_SELECTED TEXT_.
··········
1. Piroplasmosis of the horse is a disease with periods also pronounced by physical-chemical alterations of blood and serum.
2. The haemolysis, produced by the intra-globular parasites, has to be considered to be the cause of a great number of physical-chemical symptoms of the serum, for the latter depend in several points on the state of the blood corpuscles.
3. Volume of blood corpuscles, viscosity, and specific gravity of the blood all decrease. Never was an increase of the viscosity noticed; contrary to what is observed in horse-sickness.
4. Viscosity, specific gravity, conductivity, and surface tension of serum also decrease, the latter especially in the beginning of the disease. The osmotic pressure of serum decreases in every instance; in four cases out of six an increase precedes, and can amount even to more than 100 per cent. The specific gravity decreases in four instances and increases in two instances.
··········
_GIVEN DATA_.
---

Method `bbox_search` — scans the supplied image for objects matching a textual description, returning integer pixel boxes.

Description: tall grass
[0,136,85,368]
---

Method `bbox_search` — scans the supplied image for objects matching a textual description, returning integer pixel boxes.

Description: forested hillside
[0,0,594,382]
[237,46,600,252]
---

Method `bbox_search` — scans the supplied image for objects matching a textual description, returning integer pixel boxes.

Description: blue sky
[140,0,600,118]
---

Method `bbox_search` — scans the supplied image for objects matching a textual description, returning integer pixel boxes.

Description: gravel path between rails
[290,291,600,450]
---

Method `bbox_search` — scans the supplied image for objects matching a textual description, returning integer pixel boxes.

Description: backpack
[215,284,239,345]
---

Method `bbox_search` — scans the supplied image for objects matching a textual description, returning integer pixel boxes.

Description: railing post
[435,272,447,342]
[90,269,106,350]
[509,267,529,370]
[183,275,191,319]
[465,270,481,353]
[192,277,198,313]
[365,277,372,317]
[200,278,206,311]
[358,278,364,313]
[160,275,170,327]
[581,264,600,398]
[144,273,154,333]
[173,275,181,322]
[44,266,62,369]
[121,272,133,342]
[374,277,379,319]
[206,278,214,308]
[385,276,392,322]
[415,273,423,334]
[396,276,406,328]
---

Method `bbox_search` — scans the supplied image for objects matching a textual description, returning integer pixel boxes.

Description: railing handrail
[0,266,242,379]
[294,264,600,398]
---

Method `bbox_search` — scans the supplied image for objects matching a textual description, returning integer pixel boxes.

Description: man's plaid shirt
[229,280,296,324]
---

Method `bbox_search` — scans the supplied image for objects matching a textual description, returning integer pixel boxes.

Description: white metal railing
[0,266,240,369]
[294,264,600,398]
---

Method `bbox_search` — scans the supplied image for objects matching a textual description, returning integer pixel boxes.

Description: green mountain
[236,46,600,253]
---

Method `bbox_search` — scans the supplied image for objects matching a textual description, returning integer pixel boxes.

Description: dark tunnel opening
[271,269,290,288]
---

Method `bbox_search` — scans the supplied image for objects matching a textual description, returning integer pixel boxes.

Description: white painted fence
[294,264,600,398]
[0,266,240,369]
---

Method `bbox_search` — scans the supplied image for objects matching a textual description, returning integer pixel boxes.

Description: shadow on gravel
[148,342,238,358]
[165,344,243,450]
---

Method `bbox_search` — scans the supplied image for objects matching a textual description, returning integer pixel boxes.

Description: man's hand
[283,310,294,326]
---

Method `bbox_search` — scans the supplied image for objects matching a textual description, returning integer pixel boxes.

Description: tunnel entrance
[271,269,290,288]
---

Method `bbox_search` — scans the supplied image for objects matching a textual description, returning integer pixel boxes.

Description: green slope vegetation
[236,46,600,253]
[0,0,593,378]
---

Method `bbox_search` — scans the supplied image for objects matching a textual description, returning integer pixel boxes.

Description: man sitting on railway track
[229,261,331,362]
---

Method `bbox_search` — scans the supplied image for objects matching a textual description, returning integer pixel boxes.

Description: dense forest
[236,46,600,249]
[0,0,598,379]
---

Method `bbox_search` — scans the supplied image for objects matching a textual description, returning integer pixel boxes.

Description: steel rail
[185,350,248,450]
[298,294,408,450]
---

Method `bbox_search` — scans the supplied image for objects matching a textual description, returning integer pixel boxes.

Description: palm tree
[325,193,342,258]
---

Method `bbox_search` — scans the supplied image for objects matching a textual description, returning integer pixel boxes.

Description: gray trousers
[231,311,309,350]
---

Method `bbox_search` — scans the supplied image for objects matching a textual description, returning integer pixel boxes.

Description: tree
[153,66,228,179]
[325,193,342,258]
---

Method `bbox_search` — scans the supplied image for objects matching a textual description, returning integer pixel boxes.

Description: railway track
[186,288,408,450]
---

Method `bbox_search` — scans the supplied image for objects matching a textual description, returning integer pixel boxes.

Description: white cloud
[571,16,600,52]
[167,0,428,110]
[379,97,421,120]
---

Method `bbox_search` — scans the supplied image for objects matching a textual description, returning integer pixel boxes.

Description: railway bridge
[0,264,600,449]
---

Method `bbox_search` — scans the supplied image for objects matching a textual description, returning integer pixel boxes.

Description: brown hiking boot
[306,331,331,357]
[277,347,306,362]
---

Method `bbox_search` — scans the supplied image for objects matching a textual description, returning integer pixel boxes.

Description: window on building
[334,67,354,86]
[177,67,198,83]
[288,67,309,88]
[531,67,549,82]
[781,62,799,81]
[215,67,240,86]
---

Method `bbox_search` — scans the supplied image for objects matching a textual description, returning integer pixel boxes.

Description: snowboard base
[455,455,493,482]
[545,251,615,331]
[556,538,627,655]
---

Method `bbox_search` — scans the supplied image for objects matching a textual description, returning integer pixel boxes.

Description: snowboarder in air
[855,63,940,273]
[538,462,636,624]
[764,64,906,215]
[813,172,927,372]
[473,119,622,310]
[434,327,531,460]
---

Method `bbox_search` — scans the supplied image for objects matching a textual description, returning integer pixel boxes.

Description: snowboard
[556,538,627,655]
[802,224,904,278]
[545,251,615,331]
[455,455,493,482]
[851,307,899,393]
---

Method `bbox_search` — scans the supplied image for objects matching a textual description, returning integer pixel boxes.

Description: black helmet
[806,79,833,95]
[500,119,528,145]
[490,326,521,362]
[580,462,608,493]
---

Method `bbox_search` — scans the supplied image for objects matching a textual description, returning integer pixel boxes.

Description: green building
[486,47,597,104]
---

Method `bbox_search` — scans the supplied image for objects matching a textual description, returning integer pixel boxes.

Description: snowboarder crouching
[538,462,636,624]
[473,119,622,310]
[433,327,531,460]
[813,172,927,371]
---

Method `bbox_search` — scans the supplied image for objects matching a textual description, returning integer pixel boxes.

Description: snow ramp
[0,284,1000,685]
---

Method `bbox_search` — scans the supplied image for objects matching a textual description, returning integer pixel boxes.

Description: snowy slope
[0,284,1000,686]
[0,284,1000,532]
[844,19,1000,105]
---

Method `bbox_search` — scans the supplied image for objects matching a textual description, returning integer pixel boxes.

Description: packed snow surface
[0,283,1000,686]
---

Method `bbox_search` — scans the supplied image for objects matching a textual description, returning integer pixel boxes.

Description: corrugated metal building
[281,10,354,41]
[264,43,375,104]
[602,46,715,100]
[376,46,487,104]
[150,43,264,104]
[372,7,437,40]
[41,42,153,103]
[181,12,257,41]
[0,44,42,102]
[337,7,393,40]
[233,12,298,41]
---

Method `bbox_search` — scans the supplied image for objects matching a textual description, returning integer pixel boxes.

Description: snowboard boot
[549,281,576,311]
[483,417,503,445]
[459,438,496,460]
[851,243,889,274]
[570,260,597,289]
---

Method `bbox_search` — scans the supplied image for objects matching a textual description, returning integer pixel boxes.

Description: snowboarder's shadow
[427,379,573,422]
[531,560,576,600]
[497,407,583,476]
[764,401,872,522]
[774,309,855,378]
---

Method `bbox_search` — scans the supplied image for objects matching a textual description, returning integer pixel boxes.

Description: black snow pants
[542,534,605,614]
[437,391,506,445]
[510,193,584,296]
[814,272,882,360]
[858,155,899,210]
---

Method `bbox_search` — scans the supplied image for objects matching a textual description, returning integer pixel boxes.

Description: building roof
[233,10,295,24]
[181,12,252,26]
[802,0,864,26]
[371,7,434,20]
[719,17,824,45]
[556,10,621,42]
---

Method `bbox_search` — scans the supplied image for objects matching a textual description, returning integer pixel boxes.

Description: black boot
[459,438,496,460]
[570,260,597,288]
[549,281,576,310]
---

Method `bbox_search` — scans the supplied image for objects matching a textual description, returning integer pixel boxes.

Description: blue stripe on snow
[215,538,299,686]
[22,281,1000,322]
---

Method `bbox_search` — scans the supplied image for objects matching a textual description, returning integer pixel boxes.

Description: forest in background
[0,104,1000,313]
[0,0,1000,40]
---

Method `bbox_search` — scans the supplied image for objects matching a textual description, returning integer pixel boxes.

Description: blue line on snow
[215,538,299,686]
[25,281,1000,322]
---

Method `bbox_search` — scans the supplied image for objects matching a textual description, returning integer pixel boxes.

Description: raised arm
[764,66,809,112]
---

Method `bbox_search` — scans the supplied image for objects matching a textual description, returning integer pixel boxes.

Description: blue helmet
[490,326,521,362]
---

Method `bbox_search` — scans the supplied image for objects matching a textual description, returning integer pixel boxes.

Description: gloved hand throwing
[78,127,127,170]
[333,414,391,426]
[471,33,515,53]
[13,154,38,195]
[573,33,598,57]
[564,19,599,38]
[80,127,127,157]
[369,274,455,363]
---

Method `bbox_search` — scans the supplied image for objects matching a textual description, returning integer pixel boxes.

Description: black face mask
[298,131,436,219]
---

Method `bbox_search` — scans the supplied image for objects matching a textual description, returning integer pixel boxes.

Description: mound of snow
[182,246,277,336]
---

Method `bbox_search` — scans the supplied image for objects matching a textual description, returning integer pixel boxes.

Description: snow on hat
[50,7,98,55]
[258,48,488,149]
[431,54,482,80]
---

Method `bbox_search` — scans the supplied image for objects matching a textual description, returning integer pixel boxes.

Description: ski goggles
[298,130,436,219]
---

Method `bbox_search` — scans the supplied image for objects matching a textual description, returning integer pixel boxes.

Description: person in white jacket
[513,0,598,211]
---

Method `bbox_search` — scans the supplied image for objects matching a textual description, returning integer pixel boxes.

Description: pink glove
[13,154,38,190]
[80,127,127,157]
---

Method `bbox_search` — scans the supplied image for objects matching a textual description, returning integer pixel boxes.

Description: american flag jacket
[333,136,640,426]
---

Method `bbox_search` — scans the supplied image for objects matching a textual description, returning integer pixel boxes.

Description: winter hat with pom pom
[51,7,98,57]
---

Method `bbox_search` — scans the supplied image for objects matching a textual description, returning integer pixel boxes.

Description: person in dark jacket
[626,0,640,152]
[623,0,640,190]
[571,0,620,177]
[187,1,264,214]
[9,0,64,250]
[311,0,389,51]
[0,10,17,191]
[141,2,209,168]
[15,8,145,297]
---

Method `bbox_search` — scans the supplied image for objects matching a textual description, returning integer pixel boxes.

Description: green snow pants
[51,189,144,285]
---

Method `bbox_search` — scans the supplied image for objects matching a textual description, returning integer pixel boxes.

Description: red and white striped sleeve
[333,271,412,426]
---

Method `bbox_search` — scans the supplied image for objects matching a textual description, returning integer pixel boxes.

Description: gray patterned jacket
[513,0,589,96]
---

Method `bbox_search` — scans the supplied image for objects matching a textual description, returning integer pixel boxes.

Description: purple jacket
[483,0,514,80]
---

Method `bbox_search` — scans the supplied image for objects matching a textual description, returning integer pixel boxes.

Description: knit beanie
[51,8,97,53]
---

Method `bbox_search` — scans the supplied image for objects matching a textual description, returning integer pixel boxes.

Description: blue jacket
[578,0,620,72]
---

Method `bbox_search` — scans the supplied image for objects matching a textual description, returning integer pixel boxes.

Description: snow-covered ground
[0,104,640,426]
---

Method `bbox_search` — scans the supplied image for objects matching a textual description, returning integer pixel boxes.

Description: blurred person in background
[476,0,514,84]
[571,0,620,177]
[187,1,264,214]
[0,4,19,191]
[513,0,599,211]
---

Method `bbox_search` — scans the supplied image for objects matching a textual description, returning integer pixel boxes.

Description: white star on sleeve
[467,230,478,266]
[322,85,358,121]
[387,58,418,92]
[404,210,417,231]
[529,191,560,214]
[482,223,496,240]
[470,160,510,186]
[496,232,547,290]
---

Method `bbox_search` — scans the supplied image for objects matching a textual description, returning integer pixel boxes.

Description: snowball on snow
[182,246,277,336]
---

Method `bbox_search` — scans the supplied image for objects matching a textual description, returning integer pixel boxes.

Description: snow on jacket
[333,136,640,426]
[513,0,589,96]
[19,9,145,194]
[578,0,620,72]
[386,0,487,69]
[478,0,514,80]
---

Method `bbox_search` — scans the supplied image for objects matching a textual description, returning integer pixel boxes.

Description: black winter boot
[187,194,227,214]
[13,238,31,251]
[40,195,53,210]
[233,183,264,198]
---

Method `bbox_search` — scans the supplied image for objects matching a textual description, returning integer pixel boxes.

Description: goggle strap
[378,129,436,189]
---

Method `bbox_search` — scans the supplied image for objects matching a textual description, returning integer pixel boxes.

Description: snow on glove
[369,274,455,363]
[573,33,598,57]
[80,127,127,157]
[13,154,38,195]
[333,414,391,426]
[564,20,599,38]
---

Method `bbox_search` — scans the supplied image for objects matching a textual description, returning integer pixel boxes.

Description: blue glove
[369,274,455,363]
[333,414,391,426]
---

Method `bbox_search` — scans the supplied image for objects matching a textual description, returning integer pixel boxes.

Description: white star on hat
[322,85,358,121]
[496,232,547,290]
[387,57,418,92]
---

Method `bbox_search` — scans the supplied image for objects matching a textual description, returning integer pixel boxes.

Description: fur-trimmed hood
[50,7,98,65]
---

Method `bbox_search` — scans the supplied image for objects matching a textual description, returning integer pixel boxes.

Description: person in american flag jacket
··········
_YOUR OBJECTIVE_.
Continue the numbered summary on blood and serum changes in equine piroplasmosis, starting after its last point.

_ANSWER TO THIS EXERCISE_.
5. Physical-chemical alterations emphasise themselves by the methods in use before the temperature starts to rise (conductivity the first day, depression of freezing point, viscosity, surface tension, and specific gravity). Therefore, if we call incubation period the time between infection and the appearance of the first signs of the disease, it would be in some of our cases of piroplasmosis not more than twenty-four hours (2840, 2841); in other cases (3260, 3248, 3249), about four days; that is to say, much shorter than when only considering the appearance of fever.
6. The physical-chemical alterations of the urine are not typical and regular, like those of serum and blood; some of them are extraordinary, all show dependence on the state of the serum and demonstrate again the regulatory functions of the kidneys.